_What is being asked_
Rewrite every line of the material below as a JSON list of strings, one string per line, with blank lines skipped. Leave the picture lines out of the list.

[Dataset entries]
....

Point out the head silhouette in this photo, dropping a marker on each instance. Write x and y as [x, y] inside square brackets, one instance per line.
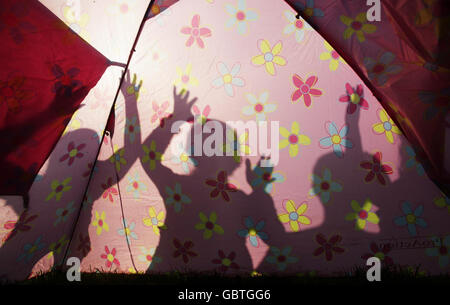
[215, 148]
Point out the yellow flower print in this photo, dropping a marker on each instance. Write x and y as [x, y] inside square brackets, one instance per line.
[332, 56]
[386, 126]
[358, 25]
[294, 215]
[100, 222]
[362, 215]
[156, 221]
[269, 56]
[293, 139]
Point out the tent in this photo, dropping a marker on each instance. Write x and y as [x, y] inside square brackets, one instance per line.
[346, 128]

....

_Answer below_
[
  "Point out the head silhouette in this photo, dropping a marker on each instance. Write x and y as [x, y] inside square brackets, one instance per line.",
  "[215, 148]",
  "Point out the yellow flower print in this photo, dropping a marker on each instance. Write x and y as [x, y] inside square brackets, one instance per line.",
  "[332, 56]",
  "[386, 126]",
  "[358, 25]",
  "[294, 215]",
  "[100, 222]",
  "[362, 215]",
  "[156, 221]",
  "[269, 56]",
  "[293, 139]",
  "Point out the tent in this photo, dropping a marker on each instance. Write x and y as [x, y] inside square brackets, one instance per line.",
  "[346, 128]"
]